Directions:
- A) In the text on ABEC Brasil, who holds the post of 1st Treasurer?
- B) From the text on ABEC Brasil, reproduce word for word the stretch from "The Associação Brasileira" through "de Mello Rode.".

Associação Brasileira de Editores Científicos
- Abbreviation: ABEC Brasil
- Founded: November 28, 1985; 40 years ago
- Type: Brazilian not-for-profit organization
- Focus: Developing and improving the publication of scientific journals.
- Headquarters: Botucatu, São Paulo (state), Brazil
- President: Sigmar de Mello Rode
- Board of directors: Rui Seabra Ferreira Júnior (Former President) Lia Machado Fiuza Fialho (Vice-President) Piotr Trzesniak (Secretary-General) Germana Fernandes Barata (1st Secretary) Ilda Fontes (1st Treasurer) Edna Frasson de Souza Montero (2nd Treasurer)
- Website: www.abecbrasil.org.br

= Associação Brasileira de Editores Científicos =

Brazilian nonprofit organization

The Associação Brasileira de Editores Científicos (ABEC Brasil), is a Brazilian nonprofit organization founded in 1985, and dedicated to the advancement of publication of scientific journals. ABEC Brasil is headquartered in Botucatu, São Paulo (state), Brazil and its president is Sigmar de Mello Rode.

Data section:
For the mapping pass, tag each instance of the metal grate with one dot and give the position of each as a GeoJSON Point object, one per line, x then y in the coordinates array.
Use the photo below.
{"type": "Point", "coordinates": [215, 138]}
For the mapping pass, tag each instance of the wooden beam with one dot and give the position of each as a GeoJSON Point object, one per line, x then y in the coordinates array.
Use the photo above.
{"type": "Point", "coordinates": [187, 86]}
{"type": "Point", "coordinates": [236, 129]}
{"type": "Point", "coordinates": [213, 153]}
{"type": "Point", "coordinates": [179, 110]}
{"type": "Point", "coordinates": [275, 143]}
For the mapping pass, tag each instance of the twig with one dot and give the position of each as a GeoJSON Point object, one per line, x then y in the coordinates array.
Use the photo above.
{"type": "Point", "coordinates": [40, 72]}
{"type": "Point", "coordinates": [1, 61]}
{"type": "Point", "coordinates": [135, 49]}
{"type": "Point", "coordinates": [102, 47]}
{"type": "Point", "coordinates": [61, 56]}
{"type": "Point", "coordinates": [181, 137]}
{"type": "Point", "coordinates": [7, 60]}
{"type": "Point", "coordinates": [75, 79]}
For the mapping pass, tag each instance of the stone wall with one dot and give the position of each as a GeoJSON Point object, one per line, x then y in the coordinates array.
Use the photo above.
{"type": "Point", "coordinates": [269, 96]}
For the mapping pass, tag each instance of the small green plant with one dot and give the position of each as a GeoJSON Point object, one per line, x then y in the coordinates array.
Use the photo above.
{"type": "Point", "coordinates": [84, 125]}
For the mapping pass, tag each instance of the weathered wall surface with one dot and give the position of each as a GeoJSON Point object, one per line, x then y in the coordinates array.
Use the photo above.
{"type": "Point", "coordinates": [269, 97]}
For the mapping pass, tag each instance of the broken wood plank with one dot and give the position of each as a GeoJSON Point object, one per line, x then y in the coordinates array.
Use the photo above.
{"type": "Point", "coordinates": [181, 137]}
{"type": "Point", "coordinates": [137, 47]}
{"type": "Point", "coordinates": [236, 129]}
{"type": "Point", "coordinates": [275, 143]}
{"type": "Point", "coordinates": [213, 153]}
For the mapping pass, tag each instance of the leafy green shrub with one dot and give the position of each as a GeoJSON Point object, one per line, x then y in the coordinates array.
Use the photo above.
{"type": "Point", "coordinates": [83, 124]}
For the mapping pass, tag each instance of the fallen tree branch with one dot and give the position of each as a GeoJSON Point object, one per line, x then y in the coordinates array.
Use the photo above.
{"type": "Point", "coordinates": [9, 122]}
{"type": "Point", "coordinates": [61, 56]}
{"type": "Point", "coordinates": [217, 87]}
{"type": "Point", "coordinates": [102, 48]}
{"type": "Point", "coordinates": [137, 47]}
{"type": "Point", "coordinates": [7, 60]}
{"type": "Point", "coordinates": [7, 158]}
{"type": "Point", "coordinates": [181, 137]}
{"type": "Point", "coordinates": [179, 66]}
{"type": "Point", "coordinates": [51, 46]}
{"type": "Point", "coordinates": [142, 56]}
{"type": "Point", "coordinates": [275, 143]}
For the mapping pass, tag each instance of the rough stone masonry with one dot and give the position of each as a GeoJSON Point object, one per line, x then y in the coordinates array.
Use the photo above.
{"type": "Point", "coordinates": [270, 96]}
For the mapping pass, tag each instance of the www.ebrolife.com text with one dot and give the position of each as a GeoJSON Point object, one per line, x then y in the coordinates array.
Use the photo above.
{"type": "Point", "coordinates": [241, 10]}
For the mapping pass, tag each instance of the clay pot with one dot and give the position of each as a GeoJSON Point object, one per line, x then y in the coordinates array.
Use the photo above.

Replies:
- A) Ilda Fontes

- B)
The Associação Brasileira de Editores Científicos (ABEC Brasil), is a Brazilian nonprofit organization founded in 1985, and dedicated to the advancement of publication of scientific journals. ABEC Brasil is headquartered in Botucatu, São Paulo (state), Brazil and its president is Sigmar de Mello Rode.